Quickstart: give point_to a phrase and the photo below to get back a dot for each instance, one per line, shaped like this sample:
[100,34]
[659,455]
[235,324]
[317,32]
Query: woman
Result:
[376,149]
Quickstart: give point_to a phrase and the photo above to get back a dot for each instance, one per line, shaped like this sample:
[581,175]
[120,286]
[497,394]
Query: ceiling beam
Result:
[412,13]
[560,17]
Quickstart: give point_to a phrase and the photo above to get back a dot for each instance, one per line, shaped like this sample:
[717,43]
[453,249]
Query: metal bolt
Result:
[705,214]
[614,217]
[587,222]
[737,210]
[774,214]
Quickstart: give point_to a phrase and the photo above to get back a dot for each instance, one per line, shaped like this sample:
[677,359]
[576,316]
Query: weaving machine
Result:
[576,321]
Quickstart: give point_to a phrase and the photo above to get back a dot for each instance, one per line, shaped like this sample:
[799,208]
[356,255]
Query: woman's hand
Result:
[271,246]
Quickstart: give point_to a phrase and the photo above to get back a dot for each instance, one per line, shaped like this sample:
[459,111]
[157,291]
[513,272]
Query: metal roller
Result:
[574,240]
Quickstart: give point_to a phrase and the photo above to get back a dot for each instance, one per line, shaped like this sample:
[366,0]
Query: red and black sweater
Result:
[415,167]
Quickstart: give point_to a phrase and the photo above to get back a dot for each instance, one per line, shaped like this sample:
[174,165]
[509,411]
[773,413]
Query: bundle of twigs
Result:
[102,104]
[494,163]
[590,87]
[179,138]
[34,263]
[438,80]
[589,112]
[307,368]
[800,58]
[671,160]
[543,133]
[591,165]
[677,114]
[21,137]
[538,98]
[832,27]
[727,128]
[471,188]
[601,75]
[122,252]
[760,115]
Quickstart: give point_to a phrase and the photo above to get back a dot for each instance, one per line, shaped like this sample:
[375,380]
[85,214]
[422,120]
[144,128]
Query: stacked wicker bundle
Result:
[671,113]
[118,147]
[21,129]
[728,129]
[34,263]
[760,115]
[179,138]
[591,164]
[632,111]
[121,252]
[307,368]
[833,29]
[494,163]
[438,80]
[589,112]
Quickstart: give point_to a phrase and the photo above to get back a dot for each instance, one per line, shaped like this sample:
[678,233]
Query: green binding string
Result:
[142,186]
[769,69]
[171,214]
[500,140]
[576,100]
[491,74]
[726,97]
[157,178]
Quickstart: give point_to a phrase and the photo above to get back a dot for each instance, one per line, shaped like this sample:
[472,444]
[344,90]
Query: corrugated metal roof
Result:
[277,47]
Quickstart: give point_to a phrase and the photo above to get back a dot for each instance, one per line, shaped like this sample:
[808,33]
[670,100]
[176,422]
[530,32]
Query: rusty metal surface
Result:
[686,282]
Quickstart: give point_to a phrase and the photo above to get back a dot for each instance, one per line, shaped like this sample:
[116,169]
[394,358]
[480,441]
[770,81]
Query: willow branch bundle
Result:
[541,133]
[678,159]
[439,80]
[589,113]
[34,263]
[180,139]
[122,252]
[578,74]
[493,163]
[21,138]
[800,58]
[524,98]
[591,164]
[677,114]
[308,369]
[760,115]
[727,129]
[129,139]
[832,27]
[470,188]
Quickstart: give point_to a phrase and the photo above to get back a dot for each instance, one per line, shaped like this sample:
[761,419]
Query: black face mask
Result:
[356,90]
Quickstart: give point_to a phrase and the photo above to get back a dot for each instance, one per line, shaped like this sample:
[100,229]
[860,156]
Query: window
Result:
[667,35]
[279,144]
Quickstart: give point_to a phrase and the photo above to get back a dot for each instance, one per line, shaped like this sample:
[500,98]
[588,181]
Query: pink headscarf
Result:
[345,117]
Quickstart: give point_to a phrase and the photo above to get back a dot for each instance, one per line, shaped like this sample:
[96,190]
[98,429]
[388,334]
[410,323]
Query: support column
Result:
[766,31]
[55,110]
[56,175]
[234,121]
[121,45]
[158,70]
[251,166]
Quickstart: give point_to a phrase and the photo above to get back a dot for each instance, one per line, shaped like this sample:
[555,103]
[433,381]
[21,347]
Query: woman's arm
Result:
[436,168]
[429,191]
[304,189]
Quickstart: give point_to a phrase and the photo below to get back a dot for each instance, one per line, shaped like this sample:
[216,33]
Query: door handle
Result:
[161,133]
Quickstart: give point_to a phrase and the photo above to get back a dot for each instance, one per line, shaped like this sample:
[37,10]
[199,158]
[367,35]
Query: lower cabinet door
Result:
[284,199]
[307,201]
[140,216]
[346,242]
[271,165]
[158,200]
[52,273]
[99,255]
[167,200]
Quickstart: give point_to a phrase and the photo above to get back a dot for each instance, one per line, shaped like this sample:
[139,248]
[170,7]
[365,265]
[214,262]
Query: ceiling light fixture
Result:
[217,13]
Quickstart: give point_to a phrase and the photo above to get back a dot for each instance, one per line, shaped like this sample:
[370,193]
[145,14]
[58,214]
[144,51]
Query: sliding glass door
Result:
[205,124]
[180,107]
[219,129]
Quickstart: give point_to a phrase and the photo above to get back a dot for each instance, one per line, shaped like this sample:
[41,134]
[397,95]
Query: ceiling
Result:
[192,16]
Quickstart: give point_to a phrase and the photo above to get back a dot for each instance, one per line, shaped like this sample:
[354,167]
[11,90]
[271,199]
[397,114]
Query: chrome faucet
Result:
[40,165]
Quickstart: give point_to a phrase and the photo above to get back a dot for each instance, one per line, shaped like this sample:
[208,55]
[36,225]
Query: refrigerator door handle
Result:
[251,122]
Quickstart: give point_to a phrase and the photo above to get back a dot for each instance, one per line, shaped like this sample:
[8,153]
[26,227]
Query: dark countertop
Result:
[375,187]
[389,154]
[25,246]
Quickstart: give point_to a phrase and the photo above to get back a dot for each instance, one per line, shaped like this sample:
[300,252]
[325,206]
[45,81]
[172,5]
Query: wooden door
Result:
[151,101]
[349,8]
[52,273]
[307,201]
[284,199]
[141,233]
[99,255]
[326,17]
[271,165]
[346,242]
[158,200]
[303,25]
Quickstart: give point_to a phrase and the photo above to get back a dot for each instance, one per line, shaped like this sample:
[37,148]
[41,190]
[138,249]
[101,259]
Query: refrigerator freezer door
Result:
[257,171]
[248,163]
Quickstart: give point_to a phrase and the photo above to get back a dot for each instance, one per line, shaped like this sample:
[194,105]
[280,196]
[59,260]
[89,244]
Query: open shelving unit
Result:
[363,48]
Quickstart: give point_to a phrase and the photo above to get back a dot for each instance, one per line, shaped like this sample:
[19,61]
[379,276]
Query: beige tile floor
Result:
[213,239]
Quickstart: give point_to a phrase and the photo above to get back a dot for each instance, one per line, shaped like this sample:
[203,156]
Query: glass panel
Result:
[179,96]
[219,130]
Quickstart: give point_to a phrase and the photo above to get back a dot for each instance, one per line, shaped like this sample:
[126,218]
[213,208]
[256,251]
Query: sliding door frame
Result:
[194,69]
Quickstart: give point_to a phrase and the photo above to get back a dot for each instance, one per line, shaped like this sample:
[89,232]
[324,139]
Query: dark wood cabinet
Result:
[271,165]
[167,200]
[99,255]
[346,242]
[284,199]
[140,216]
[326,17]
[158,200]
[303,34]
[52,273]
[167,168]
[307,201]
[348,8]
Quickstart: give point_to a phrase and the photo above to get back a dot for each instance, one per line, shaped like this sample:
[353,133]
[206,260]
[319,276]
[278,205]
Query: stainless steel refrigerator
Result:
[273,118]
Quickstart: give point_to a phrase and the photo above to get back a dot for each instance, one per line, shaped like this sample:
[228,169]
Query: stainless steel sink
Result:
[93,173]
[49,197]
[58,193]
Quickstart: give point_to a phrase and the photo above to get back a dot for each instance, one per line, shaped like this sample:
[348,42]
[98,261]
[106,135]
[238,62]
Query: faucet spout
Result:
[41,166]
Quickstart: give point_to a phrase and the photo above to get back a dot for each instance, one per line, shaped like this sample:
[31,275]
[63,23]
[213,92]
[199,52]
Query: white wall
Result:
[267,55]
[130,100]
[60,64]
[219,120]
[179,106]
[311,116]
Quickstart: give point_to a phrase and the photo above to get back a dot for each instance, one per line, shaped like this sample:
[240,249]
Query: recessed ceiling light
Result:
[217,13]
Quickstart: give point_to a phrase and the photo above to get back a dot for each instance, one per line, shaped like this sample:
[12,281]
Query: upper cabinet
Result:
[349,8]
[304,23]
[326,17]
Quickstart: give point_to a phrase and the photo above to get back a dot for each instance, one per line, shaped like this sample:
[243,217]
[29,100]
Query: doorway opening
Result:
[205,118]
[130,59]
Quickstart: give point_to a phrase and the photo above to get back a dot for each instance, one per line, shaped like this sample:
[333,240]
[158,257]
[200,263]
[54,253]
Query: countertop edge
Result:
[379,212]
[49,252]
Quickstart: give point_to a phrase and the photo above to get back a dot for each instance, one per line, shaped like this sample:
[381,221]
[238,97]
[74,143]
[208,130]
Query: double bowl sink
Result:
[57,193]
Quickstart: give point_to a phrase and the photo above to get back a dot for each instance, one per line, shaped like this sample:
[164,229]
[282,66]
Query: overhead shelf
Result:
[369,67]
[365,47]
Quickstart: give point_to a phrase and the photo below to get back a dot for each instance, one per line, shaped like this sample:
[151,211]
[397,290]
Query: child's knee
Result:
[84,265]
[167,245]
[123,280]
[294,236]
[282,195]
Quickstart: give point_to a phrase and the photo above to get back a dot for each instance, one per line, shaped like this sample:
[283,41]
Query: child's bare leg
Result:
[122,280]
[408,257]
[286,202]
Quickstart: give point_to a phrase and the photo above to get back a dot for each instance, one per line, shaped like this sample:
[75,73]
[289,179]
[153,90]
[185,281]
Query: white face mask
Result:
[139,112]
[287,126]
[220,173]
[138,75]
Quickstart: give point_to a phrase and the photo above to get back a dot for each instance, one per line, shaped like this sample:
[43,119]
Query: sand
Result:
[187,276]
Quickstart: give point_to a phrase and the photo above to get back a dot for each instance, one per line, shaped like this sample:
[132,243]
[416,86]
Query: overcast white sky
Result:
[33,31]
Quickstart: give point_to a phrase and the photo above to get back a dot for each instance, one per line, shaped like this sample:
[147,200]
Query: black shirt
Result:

------------------------------

__HOW TO COMPLETE THIS TASK__:
Only the lines holding "light" are wanted, so copy each of them from the material.

__ANSWER SPACE__:
Query: ceiling light fixture
Query: recessed ceiling light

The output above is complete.